DATA TO USE |
+--
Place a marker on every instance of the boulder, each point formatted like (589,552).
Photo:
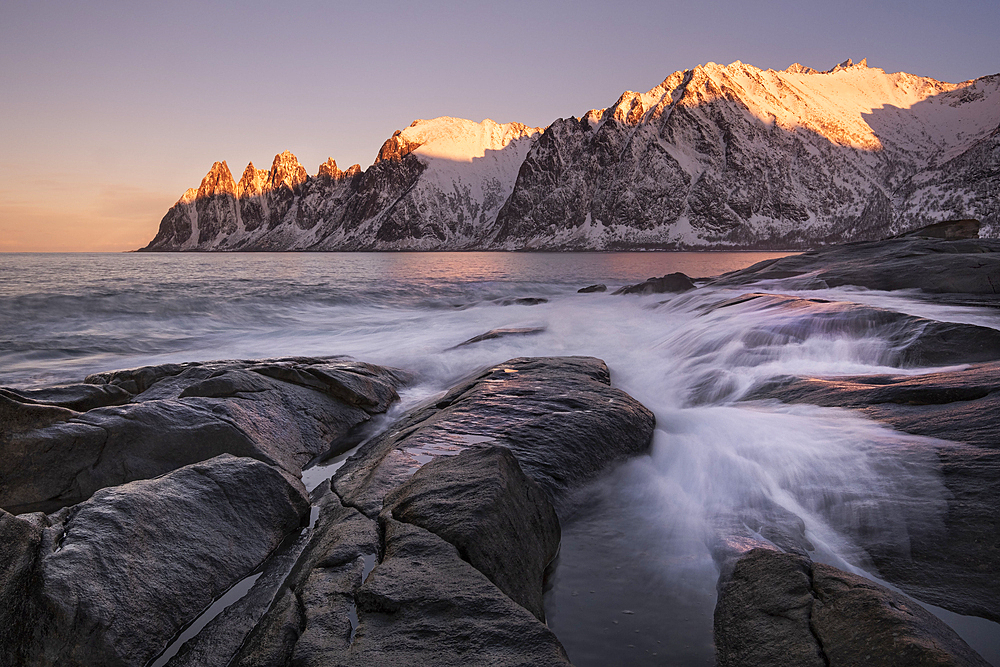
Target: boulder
(670,283)
(782,609)
(462,492)
(77,397)
(778,319)
(499,520)
(504,332)
(936,266)
(120,574)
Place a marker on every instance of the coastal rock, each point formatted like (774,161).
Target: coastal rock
(424,600)
(935,266)
(76,397)
(182,414)
(498,519)
(20,541)
(504,332)
(715,156)
(559,416)
(951,567)
(907,340)
(672,282)
(121,573)
(436,534)
(782,609)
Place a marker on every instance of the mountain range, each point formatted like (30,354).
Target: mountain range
(715,157)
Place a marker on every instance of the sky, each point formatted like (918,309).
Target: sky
(110,110)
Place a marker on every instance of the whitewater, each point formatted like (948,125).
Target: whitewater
(635,579)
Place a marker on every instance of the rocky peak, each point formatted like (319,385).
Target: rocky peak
(286,172)
(629,108)
(218,181)
(796,68)
(397,147)
(252,183)
(849,64)
(329,171)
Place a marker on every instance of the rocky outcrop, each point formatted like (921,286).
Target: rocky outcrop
(967,266)
(713,157)
(283,412)
(781,609)
(431,543)
(670,283)
(456,499)
(949,567)
(116,576)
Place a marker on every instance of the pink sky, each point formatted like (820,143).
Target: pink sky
(111,109)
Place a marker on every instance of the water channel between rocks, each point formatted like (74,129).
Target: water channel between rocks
(634,583)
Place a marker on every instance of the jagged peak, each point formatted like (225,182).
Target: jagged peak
(252,182)
(329,170)
(189,196)
(218,180)
(286,171)
(454,139)
(797,68)
(849,64)
(396,147)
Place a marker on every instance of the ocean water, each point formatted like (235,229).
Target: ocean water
(635,580)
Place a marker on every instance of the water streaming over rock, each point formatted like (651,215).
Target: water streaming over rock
(642,546)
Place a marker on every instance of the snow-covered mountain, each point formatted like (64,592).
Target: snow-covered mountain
(717,156)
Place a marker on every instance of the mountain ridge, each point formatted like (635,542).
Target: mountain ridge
(713,157)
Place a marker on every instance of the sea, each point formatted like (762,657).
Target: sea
(635,582)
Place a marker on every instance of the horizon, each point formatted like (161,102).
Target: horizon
(134,106)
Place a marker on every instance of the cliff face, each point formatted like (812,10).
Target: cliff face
(718,156)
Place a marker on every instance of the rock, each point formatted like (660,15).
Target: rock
(424,600)
(953,567)
(782,609)
(310,622)
(461,490)
(501,333)
(969,266)
(522,301)
(910,341)
(672,282)
(498,519)
(20,540)
(121,573)
(559,416)
(77,397)
(949,229)
(181,414)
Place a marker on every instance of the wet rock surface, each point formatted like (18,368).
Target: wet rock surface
(116,576)
(670,283)
(559,416)
(935,266)
(782,609)
(504,332)
(951,568)
(283,412)
(432,543)
(434,538)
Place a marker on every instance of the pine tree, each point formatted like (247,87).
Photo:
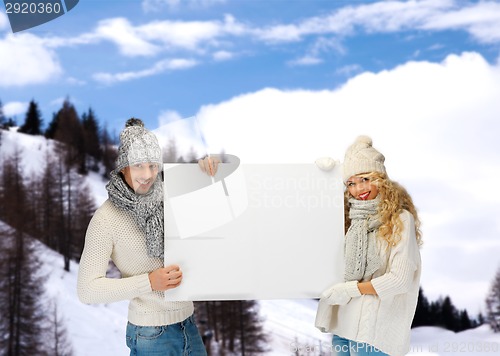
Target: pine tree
(53,126)
(493,304)
(422,313)
(2,120)
(109,152)
(22,321)
(234,325)
(33,120)
(69,131)
(84,209)
(92,140)
(171,152)
(57,334)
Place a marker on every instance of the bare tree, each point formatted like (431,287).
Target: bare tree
(493,304)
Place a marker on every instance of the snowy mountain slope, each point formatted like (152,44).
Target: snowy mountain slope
(99,330)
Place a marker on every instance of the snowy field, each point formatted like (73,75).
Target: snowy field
(99,330)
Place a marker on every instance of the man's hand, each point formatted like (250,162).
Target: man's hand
(165,278)
(209,165)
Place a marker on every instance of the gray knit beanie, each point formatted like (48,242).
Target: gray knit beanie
(361,157)
(137,145)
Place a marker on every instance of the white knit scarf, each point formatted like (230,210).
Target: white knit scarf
(147,210)
(360,251)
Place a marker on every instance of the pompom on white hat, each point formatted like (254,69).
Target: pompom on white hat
(361,157)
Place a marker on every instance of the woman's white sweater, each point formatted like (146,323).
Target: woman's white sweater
(384,320)
(114,234)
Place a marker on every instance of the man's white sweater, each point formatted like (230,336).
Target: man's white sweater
(384,320)
(114,234)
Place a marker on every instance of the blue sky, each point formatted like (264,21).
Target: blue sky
(141,58)
(289,81)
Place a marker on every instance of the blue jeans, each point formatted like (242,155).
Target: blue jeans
(180,339)
(346,347)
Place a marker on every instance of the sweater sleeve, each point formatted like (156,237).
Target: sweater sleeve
(404,260)
(93,286)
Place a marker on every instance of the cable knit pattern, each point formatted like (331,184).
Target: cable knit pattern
(384,320)
(114,234)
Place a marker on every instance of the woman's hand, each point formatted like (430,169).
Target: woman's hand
(209,165)
(165,278)
(341,293)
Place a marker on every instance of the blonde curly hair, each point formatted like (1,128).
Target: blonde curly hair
(393,199)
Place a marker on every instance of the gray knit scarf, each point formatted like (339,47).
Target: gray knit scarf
(147,210)
(360,251)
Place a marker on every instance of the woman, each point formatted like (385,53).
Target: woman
(372,311)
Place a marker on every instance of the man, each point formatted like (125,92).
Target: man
(128,229)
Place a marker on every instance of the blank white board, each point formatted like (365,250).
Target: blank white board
(254,231)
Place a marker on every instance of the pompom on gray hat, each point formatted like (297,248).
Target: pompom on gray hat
(137,145)
(361,157)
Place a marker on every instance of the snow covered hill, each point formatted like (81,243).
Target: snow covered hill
(99,330)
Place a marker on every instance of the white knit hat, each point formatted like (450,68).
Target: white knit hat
(137,145)
(361,157)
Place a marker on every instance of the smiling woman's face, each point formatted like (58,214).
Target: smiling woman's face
(140,177)
(361,188)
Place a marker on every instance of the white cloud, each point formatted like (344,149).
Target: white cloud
(4,21)
(126,37)
(25,61)
(15,108)
(481,20)
(436,124)
(156,36)
(349,70)
(320,45)
(159,5)
(157,68)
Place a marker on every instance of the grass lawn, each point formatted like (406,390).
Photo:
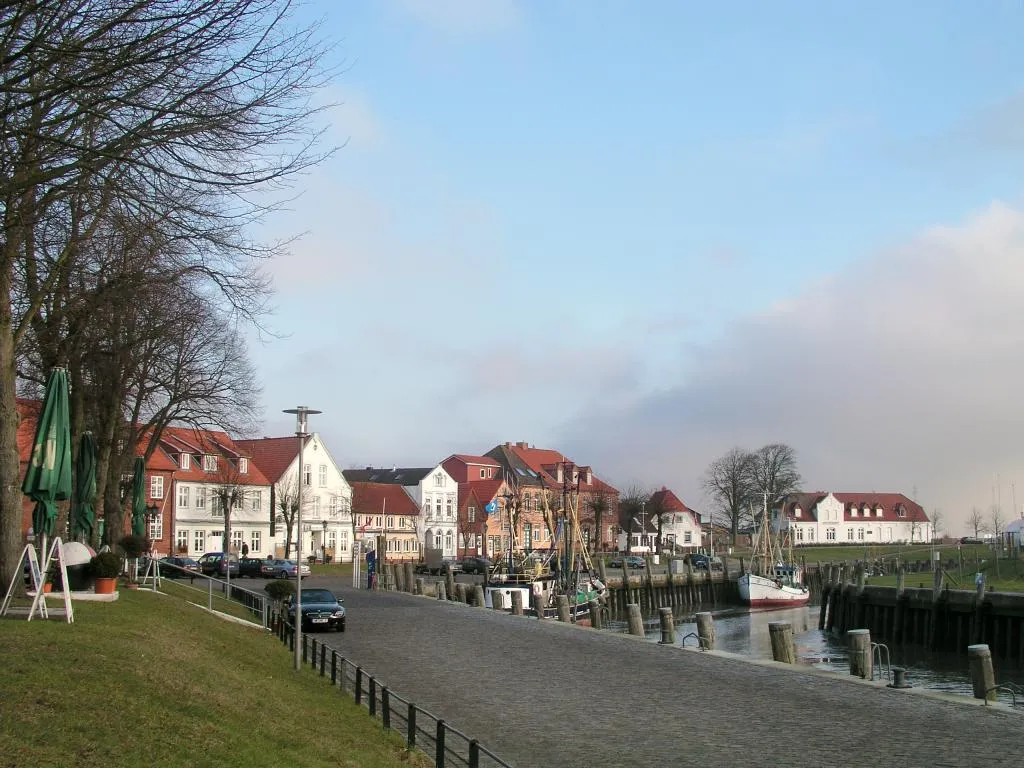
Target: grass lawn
(152,680)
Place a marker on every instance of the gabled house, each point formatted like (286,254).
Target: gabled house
(543,472)
(434,493)
(209,471)
(858,518)
(680,525)
(385,518)
(327,497)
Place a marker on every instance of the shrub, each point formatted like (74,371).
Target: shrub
(134,546)
(105,565)
(279,590)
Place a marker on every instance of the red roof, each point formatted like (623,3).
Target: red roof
(272,455)
(382,498)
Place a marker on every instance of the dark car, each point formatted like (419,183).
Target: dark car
(322,609)
(213,563)
(251,566)
(474,564)
(632,561)
(178,567)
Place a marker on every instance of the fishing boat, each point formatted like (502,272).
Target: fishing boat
(774,580)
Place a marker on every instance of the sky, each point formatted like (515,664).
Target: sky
(643,233)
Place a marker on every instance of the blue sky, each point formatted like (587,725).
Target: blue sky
(554,221)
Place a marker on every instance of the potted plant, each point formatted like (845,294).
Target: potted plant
(104,568)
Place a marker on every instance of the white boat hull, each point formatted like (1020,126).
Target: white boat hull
(767,592)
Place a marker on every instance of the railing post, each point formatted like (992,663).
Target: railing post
(439,741)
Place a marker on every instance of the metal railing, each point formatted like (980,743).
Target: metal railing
(422,729)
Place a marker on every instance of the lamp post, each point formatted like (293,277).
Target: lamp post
(301,413)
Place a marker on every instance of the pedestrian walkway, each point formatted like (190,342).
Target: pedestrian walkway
(542,693)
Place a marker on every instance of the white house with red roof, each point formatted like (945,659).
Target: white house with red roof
(435,494)
(855,518)
(206,463)
(327,496)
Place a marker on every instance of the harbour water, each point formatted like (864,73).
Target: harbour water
(745,632)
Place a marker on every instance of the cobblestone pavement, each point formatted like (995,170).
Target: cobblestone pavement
(541,693)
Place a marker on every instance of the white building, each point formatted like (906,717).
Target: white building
(434,492)
(856,519)
(210,468)
(327,505)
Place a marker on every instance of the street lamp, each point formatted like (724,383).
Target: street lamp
(300,431)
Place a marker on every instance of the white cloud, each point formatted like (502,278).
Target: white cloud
(903,372)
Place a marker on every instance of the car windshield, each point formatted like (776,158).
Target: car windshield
(318,596)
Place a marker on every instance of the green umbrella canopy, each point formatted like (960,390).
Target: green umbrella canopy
(83,512)
(47,479)
(138,498)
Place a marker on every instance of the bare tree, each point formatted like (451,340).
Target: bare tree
(192,107)
(976,521)
(727,481)
(773,471)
+--
PROBLEM DETAILS |
Repeat only the stretch of lines starting at the one containing "Place a marker on every instance of the railing" and running to the final line of the entries above.

TASK ANSWER |
Place a marker on every instance of the railing post, each point formatted like (992,663).
Target: railing post
(439,741)
Place a marker on every instance of the metal railing, each point formatted like (980,743).
Target: metal railing
(422,729)
Place a marker on every instance of the lamp post, each point formatted like (293,277).
Target: lamp post
(301,413)
Place a marker on every instance of the pedestrian walkway, each point formatted like (190,342).
Target: pedestrian walkway
(542,693)
Place a marker on every instance of the white house with red roof, each point formatted like (945,659).
Target: white house with red roof
(435,494)
(855,518)
(206,463)
(327,496)
Place a marker on every instance of the harbour water, each point formatted like (864,73).
Target: harbour water
(745,632)
Place a marker on every instance of the cobblestone pavement, each point formatted like (995,170).
Target: cobblestone pavement
(541,693)
Place a marker on every instance of the white building, each point formatted like (906,717).
Target: white building
(434,492)
(856,519)
(210,468)
(327,505)
Place a marker on every instance of the street lamp, each point formatted like (724,383).
Target: street lamp
(300,431)
Place a marker on every instance of the white cloud, each point formatted like (502,278).
Target: white cloud
(903,372)
Place a marker on every instance of the car windshield, each point formatted like (776,158).
Target: car windshield
(318,596)
Place a marker on every instance of the green umbrella canopy, each point formatted like (960,390).
Target: green umbrella canopy
(83,512)
(47,479)
(138,498)
Place a marker on every instance of the bare tree, each point formatted like (451,340).
Target: bare tree
(192,107)
(976,521)
(727,481)
(773,471)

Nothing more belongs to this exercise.